=== Extracted records ===

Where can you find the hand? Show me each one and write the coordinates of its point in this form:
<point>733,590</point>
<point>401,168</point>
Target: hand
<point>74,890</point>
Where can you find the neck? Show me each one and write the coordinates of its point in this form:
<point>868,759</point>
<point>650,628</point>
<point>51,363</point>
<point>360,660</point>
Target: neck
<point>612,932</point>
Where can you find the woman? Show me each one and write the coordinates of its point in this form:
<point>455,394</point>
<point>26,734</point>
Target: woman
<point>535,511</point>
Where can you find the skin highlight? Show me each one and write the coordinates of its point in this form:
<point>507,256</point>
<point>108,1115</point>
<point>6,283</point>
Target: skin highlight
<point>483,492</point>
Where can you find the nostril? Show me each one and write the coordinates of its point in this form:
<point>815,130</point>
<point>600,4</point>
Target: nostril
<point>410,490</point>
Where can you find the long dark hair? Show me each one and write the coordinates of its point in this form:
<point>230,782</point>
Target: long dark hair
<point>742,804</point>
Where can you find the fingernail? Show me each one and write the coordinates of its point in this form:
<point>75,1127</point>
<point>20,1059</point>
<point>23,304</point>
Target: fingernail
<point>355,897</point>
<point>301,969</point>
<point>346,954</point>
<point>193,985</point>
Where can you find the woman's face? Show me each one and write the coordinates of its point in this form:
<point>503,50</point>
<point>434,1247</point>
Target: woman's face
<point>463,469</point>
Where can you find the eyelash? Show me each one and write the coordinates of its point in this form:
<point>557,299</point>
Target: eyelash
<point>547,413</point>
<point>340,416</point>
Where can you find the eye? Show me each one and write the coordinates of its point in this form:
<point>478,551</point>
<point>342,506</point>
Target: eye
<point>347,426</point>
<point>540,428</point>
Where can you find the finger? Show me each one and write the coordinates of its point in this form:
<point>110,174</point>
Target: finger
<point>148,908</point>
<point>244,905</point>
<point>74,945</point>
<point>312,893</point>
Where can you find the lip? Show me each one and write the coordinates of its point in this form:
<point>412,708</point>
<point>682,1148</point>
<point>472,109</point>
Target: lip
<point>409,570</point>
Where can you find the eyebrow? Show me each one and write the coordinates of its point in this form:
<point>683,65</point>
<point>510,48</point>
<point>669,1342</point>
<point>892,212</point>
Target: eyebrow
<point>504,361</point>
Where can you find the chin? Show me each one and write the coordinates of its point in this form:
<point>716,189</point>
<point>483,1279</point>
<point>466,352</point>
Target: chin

===

Return all of the records above, reproducing each line character for character with nothing altered or left out.

*Completed task*
Where can you find the hand? Show me each one and write the coordinates of its point in this form:
<point>733,590</point>
<point>401,168</point>
Target: hand
<point>74,890</point>
Where can you find the neck? Show me each one and write the coordinates of its point in this form:
<point>868,759</point>
<point>650,628</point>
<point>51,363</point>
<point>360,660</point>
Target: neck
<point>612,932</point>
Where can you find the woman? Show me each one and write the coordinates of its point in this form:
<point>455,394</point>
<point>26,734</point>
Target: woman
<point>535,511</point>
Where can you find the skin highlight? Show me each one and write the coordinates of its point in this form:
<point>507,256</point>
<point>108,1115</point>
<point>6,283</point>
Target: skin highlight
<point>483,492</point>
Where can you find the nostril? Show me each one and write the coordinates of its point in this form:
<point>815,130</point>
<point>600,4</point>
Target: nostril
<point>410,490</point>
Where can you find the long dark hair? Show me each one and write the coordinates of its point in this form:
<point>230,782</point>
Target: long dark hair
<point>742,804</point>
Where can you find the fingernail? Show me each one and write the coordinates of its point in this form:
<point>75,1127</point>
<point>20,1059</point>
<point>23,304</point>
Target: fingernail
<point>355,897</point>
<point>301,969</point>
<point>346,954</point>
<point>193,985</point>
Where can you find the woman's face? Show me each one and write the coordinates of its point in this form:
<point>503,50</point>
<point>434,1247</point>
Target: woman's face
<point>463,469</point>
Where can you find the eyelash? Show me each one and write the coordinates of its point in this form:
<point>557,299</point>
Target: eyelash
<point>547,413</point>
<point>340,416</point>
Where can you find the eye? Show me each one and write the coordinates of its point in this form:
<point>478,551</point>
<point>342,506</point>
Target: eye
<point>347,426</point>
<point>540,428</point>
Where can you find the finger? Show me each one and write the coordinates of its point in this form:
<point>110,174</point>
Target: finger
<point>148,908</point>
<point>244,905</point>
<point>74,945</point>
<point>312,893</point>
Where can you find the lip? Show me each one and write the coordinates of its point in this form:
<point>412,708</point>
<point>682,1148</point>
<point>472,109</point>
Target: lip
<point>409,570</point>
Where can you find the eyebrow? Show me each one and write the coordinates of its point in this form:
<point>683,65</point>
<point>510,48</point>
<point>669,1342</point>
<point>892,212</point>
Target: eyebrow
<point>504,361</point>
Where can you find the chin? Show me each one and write the coordinates of its point in this form:
<point>716,189</point>
<point>483,1279</point>
<point>466,352</point>
Target: chin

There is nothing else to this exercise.